YOUR OBJECTIVE: Please rewrite the records from the start through the line that contains "top-left (118, 303), bottom-right (365, 490)", changing "doorway" to "entrance" and leaving everything else unchanged. Give back only those lines.

MATERIAL SUPPLIED:
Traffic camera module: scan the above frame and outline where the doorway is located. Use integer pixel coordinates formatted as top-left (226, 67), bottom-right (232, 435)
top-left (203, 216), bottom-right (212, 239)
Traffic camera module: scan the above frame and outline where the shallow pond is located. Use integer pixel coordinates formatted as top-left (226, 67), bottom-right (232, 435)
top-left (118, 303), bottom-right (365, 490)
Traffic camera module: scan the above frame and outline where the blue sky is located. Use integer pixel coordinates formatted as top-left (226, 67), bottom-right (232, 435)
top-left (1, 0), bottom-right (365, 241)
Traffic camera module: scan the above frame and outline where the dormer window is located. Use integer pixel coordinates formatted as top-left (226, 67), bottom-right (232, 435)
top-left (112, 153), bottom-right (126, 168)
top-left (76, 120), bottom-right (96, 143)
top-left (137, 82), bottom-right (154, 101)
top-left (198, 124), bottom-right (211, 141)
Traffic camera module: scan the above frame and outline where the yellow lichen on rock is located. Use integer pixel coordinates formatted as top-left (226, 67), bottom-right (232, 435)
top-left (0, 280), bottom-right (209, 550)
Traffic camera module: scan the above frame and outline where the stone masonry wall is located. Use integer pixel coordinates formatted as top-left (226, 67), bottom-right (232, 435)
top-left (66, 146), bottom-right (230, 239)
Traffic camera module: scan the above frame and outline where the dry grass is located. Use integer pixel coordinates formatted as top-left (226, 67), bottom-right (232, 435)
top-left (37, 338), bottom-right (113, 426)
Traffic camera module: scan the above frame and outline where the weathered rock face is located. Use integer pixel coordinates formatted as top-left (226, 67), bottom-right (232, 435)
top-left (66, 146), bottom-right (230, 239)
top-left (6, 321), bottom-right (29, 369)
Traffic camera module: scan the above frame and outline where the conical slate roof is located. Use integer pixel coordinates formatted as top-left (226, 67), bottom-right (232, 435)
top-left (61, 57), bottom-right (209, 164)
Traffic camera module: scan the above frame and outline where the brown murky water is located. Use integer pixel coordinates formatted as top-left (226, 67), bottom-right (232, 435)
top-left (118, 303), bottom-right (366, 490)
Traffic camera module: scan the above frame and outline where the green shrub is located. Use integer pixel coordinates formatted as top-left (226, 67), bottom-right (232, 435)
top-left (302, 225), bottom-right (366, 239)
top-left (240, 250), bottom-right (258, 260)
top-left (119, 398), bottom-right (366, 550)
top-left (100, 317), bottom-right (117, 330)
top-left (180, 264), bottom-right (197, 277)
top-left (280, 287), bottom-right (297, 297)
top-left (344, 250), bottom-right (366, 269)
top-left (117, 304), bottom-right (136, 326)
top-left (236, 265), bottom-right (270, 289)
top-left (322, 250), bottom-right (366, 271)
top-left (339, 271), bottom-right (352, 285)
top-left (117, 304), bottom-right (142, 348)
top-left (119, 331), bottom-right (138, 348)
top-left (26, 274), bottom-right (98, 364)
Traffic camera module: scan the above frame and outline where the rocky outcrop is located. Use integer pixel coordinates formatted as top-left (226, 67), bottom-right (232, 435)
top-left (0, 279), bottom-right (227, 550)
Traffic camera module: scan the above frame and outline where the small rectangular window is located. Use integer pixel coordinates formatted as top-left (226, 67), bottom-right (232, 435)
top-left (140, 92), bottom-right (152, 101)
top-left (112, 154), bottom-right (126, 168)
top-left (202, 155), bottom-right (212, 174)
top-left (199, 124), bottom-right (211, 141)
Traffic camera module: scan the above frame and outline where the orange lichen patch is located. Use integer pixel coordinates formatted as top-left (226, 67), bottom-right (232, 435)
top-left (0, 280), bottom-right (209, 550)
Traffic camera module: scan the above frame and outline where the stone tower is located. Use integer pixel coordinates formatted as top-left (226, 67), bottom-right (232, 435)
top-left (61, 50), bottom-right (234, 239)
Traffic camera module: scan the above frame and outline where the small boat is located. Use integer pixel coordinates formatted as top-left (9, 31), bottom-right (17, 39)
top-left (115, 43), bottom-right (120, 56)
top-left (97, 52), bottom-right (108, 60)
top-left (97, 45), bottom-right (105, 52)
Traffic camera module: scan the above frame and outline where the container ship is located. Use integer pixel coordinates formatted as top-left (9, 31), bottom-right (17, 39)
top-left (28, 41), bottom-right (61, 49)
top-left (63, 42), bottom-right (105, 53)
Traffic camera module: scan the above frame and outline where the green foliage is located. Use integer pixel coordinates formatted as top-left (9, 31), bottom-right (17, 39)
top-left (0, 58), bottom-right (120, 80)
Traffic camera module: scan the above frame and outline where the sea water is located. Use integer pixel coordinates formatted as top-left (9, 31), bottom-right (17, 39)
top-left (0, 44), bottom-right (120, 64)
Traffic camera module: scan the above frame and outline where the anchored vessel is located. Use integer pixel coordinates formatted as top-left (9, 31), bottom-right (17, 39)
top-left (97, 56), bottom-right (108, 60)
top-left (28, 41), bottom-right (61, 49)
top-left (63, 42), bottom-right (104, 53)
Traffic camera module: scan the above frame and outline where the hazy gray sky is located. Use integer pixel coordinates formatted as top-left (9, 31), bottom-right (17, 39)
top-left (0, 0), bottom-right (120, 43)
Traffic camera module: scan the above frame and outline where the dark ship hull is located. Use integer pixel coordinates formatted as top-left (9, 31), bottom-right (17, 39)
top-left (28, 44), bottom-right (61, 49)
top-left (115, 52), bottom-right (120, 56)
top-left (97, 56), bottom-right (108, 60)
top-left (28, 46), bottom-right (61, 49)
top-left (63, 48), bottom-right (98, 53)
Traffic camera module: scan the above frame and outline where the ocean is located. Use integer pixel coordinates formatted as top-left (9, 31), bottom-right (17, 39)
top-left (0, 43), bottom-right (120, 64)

SOLUTION FOR THIS TASK:
Traffic camera module: scan the above frame and outline where the entrance is located. Use integer pixel coordinates formatted as top-left (226, 67), bottom-right (232, 435)
top-left (203, 216), bottom-right (212, 239)
Traffic camera module: scan the above frame and outline where the shallow pond is located. Use integer pixel coordinates formatted as top-left (226, 67), bottom-right (232, 435)
top-left (118, 303), bottom-right (365, 490)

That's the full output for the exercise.